**Exercise aim:** Scan the material below for lines with the word "blue" and report how many there are, with nothing added.

**Information supplied:**
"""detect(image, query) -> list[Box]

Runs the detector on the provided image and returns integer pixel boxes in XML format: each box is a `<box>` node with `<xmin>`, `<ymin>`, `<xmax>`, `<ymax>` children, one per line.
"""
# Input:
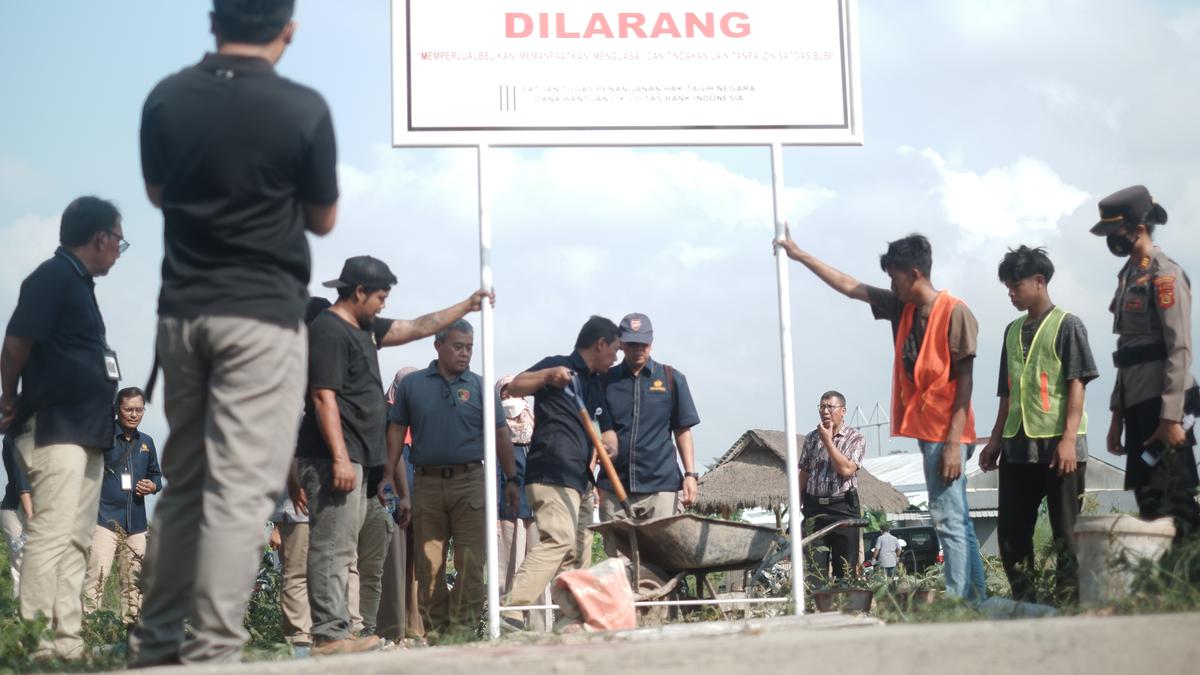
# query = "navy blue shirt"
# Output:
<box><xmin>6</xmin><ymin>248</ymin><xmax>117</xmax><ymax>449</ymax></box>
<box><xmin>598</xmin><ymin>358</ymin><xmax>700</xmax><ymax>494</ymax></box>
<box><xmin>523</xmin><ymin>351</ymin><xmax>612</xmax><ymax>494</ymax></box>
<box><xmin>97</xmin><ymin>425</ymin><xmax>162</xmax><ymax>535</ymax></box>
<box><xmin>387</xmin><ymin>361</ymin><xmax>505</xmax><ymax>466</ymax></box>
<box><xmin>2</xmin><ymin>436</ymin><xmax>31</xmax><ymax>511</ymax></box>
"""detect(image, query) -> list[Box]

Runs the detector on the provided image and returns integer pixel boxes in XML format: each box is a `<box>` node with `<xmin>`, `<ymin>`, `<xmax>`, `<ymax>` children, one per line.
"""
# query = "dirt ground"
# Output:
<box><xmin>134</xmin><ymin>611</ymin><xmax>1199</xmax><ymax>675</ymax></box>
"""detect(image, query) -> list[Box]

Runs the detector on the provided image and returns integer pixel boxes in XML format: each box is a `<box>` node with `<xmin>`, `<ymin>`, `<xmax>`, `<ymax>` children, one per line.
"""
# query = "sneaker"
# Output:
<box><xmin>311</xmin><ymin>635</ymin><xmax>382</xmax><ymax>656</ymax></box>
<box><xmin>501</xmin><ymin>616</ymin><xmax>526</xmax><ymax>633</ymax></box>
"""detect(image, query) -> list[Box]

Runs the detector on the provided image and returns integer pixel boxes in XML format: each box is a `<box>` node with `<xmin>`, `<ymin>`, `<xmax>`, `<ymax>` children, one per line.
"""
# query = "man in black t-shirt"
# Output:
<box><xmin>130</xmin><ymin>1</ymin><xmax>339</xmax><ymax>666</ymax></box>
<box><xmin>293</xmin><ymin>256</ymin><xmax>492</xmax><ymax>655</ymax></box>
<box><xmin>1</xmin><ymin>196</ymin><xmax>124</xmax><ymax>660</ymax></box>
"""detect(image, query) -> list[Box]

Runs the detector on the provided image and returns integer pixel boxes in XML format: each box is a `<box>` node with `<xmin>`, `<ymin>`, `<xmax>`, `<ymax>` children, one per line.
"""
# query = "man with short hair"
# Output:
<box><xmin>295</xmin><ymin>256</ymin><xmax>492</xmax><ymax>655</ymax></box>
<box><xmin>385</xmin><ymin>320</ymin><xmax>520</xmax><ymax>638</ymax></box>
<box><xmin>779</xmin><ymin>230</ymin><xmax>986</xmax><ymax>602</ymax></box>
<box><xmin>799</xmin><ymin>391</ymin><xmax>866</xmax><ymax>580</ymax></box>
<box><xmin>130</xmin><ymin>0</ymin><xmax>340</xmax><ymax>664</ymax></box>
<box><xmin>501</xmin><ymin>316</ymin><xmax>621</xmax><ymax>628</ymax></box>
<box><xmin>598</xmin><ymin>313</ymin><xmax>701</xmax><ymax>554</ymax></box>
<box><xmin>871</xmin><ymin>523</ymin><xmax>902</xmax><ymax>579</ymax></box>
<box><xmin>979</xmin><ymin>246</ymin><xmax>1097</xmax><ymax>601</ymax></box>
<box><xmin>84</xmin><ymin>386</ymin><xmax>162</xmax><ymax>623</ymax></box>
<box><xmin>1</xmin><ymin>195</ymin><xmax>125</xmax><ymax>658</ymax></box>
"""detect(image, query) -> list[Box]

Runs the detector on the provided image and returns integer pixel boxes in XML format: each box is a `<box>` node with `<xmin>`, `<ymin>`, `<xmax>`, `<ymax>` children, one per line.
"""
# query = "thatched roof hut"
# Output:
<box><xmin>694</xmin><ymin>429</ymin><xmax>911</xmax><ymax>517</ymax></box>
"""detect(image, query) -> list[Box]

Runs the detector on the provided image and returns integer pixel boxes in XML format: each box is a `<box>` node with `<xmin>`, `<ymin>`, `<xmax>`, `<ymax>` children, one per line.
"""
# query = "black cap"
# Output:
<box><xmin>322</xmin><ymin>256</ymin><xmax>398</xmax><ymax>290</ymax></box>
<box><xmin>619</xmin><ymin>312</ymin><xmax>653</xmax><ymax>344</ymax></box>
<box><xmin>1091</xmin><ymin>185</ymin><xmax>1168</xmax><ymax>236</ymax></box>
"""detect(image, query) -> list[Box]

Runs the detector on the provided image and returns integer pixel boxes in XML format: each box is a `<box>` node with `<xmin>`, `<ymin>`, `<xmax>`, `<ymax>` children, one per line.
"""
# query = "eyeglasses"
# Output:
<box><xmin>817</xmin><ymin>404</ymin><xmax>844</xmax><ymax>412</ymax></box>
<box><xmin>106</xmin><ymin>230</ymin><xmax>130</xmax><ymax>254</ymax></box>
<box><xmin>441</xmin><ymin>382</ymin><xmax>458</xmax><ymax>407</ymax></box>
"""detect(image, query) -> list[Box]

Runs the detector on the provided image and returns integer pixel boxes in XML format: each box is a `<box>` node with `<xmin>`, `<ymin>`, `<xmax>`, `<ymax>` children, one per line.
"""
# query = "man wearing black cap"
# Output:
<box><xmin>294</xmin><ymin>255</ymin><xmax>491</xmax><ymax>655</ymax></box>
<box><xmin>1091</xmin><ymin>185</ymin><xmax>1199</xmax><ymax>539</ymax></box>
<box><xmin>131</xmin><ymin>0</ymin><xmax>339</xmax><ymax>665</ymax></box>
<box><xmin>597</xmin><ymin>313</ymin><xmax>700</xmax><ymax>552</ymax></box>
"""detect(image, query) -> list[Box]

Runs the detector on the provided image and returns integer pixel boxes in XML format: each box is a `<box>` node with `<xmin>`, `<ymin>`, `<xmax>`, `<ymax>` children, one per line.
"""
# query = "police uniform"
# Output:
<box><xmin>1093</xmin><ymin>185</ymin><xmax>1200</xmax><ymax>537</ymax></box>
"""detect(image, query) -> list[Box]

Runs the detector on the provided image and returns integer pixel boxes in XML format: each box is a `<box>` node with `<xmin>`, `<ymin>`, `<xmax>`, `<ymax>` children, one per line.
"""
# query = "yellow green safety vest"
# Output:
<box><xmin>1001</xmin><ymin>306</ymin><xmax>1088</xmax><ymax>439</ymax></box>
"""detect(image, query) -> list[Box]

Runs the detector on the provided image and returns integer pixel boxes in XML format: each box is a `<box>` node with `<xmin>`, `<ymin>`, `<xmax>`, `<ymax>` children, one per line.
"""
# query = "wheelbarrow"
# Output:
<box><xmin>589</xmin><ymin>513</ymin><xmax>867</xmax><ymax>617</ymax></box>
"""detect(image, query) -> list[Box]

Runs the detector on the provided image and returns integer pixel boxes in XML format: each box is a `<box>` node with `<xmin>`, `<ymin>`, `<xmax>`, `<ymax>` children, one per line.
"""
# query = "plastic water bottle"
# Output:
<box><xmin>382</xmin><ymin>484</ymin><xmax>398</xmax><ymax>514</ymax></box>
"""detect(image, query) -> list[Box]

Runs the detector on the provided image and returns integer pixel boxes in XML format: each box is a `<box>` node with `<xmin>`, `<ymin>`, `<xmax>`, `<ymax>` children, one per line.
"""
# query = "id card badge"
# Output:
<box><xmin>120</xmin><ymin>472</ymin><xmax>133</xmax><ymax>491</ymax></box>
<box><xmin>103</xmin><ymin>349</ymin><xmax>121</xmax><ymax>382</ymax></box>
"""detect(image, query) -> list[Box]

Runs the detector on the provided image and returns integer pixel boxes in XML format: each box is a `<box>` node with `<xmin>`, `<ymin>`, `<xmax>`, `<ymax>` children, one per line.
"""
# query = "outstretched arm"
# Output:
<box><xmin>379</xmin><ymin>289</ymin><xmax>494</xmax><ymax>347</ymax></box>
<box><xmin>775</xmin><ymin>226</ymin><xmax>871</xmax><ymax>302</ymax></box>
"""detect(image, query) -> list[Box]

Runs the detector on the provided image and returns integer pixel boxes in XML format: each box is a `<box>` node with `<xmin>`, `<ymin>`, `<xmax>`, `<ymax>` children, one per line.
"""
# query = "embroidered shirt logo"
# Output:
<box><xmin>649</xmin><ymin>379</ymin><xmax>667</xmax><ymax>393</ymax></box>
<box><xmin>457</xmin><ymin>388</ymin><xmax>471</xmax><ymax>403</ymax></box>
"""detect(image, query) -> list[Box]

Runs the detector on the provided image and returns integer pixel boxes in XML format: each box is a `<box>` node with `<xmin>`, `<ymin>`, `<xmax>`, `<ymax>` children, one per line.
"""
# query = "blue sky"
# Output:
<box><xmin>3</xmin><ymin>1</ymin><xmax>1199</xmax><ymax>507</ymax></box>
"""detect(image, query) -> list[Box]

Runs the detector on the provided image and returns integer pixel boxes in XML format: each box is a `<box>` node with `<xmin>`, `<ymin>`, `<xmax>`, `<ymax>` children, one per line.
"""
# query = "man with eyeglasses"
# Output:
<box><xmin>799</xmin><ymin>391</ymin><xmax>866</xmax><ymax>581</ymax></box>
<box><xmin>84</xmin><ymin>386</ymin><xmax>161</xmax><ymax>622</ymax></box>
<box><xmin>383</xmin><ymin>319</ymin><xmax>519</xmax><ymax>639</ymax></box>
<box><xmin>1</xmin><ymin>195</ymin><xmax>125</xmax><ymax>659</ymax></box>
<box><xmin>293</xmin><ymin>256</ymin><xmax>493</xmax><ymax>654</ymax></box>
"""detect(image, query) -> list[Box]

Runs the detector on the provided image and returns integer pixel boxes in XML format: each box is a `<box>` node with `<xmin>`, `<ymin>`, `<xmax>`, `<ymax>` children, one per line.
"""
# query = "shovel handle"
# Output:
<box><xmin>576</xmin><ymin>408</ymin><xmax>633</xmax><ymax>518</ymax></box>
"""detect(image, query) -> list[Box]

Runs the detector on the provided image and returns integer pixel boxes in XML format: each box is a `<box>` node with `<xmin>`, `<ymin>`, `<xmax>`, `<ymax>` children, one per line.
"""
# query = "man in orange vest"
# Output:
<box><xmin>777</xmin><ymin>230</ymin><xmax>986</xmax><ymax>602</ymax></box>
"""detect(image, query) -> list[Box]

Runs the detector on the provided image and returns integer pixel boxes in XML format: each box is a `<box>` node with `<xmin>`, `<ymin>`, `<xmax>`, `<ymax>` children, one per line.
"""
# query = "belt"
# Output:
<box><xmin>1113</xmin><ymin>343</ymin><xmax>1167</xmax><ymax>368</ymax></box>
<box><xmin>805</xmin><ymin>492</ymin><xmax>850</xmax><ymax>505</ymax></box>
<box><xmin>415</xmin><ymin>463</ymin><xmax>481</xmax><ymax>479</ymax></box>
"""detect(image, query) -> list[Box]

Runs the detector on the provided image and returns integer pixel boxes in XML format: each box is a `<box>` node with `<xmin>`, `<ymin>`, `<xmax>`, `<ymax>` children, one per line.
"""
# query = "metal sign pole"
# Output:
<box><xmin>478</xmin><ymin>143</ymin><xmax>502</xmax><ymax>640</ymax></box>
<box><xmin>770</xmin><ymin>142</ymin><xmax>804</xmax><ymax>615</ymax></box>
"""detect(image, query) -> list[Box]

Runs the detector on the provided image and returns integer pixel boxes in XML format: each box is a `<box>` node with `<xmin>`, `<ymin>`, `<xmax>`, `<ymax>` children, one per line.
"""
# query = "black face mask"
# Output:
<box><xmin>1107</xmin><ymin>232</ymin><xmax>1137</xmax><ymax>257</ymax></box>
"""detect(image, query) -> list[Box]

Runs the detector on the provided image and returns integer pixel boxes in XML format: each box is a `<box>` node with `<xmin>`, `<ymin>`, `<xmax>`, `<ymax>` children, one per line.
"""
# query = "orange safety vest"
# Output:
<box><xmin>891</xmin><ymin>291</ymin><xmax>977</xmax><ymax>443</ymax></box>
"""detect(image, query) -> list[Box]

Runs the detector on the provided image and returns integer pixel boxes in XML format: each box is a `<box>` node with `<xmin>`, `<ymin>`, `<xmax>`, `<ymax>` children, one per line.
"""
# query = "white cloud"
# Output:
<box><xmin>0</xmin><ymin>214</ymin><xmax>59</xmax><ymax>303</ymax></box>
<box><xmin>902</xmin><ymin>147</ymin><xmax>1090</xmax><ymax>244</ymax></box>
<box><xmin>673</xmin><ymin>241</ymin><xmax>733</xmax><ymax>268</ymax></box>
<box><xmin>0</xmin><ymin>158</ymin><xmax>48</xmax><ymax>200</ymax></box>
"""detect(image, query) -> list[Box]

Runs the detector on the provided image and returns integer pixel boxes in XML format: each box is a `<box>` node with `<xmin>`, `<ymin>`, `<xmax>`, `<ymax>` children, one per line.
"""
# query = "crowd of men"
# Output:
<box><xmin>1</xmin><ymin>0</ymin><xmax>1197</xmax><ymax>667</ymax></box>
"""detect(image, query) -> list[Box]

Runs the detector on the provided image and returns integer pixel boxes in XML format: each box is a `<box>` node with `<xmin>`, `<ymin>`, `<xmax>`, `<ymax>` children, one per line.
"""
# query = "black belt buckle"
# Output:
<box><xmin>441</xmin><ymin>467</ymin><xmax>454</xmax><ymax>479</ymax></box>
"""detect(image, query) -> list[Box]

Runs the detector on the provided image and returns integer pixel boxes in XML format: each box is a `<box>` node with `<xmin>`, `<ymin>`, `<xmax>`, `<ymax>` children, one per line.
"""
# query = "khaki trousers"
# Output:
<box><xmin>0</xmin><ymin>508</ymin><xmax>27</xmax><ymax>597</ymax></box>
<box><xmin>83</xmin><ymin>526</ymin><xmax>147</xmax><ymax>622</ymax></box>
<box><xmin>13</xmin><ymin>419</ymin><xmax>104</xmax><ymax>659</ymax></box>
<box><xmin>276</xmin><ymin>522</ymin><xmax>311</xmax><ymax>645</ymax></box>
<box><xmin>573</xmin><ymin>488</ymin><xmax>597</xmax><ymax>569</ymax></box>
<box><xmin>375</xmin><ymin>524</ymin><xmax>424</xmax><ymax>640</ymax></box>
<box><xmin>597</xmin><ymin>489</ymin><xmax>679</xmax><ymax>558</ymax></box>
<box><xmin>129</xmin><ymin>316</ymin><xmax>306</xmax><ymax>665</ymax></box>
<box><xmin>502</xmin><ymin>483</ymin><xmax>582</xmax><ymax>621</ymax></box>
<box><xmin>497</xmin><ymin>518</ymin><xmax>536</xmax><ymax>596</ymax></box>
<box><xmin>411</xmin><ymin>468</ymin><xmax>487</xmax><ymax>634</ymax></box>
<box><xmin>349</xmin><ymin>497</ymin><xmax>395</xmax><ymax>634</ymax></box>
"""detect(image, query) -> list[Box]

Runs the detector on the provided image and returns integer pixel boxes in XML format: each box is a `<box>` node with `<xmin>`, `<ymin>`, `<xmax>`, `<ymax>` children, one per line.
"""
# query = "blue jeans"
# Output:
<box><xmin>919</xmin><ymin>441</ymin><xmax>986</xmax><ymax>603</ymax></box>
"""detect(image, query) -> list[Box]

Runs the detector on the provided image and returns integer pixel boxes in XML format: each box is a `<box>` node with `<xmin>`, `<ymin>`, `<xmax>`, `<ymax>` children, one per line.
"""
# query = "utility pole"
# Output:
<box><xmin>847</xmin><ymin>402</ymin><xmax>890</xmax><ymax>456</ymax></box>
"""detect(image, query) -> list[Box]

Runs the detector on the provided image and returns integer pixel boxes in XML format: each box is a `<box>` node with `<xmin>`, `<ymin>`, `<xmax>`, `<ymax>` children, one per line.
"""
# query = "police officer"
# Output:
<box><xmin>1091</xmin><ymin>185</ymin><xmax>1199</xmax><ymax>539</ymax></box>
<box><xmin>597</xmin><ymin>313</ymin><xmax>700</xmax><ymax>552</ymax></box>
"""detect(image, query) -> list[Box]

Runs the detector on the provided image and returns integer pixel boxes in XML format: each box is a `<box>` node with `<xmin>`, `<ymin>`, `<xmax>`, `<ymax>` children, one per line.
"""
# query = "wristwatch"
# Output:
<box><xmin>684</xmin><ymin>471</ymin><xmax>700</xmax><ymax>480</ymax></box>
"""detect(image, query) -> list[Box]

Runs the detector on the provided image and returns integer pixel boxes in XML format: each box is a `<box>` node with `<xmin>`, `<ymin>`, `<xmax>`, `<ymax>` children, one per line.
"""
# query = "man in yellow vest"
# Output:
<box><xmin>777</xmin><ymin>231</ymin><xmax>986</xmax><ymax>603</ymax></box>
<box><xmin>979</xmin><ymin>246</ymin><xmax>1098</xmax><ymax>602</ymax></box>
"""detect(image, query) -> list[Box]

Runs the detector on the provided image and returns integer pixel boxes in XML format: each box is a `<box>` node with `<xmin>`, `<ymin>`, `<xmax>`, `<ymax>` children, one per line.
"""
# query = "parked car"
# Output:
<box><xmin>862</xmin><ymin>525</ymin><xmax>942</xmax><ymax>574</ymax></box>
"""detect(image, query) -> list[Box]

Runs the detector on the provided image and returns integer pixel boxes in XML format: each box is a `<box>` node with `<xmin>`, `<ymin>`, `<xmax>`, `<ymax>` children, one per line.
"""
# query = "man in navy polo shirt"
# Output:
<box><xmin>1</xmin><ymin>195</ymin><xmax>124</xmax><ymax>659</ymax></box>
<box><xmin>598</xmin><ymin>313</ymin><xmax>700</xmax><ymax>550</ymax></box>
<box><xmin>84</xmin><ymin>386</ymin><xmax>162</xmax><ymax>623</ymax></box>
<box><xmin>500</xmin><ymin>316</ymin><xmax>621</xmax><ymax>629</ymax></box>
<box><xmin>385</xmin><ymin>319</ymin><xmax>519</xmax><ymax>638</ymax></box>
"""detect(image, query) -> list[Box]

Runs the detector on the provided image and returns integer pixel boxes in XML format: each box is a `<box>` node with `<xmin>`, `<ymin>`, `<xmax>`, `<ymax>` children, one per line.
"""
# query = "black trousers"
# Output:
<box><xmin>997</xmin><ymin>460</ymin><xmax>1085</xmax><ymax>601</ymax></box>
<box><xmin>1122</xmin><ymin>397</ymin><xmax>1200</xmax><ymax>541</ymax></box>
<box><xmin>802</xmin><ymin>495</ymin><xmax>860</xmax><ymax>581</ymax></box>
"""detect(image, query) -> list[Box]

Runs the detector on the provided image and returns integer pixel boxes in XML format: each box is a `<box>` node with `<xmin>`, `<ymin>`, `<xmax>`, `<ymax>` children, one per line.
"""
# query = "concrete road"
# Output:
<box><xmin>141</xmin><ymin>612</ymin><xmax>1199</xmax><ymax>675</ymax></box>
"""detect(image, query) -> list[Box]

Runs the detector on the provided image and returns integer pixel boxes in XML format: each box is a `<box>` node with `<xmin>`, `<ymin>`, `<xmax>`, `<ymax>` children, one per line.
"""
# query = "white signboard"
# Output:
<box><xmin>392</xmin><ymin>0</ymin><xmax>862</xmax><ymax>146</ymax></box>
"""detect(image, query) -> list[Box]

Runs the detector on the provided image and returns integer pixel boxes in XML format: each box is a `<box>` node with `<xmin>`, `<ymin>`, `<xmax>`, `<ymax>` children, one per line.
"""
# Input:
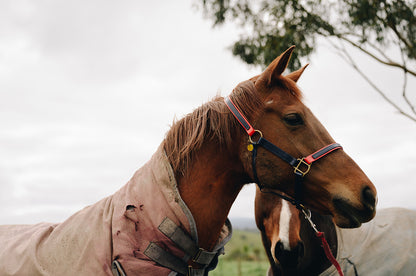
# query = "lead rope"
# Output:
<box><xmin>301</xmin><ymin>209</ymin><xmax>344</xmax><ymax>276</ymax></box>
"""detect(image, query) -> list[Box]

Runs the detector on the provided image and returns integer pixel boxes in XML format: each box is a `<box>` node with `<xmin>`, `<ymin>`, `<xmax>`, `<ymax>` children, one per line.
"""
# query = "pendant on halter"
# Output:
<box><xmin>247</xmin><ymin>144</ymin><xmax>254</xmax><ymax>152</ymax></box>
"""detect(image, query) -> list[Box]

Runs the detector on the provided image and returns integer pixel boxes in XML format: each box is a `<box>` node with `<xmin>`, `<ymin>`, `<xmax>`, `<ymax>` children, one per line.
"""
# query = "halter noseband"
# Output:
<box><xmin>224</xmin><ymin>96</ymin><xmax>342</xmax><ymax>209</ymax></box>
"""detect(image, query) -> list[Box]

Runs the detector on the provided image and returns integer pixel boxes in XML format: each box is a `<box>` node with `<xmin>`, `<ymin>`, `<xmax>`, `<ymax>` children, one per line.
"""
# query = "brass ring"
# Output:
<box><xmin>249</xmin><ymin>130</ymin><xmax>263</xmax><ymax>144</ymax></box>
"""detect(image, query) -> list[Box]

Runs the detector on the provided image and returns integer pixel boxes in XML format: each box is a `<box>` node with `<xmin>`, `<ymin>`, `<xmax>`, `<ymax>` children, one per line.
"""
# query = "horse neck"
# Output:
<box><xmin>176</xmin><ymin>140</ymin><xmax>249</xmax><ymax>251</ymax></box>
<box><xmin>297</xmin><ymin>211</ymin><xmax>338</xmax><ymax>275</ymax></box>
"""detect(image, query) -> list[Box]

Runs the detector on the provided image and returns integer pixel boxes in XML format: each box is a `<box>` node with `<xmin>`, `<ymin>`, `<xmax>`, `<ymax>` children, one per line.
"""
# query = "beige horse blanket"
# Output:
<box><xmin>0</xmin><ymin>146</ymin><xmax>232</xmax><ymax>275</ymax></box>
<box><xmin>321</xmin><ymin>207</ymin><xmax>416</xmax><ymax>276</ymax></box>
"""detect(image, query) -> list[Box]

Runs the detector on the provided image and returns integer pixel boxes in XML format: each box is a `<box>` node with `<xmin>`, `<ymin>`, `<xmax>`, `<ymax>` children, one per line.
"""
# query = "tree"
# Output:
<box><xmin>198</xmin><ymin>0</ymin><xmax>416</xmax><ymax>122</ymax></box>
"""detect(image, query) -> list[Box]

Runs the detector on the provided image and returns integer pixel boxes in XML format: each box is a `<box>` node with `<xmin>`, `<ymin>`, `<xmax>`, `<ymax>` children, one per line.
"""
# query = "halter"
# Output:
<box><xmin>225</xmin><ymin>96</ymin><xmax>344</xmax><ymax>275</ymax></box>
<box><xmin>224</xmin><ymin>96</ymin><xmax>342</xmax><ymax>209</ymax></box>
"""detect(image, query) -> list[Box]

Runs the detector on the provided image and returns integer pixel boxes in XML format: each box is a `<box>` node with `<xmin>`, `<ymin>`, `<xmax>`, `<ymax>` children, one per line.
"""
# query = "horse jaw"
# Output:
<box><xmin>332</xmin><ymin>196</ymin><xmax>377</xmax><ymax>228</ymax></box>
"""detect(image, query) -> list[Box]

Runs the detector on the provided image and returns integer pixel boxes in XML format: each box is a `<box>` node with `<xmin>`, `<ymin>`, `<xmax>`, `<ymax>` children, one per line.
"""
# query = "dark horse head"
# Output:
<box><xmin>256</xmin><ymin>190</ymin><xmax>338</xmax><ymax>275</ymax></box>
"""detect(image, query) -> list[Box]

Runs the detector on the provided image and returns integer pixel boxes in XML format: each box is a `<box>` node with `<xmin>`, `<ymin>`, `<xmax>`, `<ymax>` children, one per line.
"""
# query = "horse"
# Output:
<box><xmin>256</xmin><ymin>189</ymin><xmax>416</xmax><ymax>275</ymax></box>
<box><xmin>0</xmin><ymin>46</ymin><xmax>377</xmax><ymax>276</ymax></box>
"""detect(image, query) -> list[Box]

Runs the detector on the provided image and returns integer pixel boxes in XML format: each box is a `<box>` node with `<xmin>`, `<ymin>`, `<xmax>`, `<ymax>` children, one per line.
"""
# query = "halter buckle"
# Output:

**Task output:** 3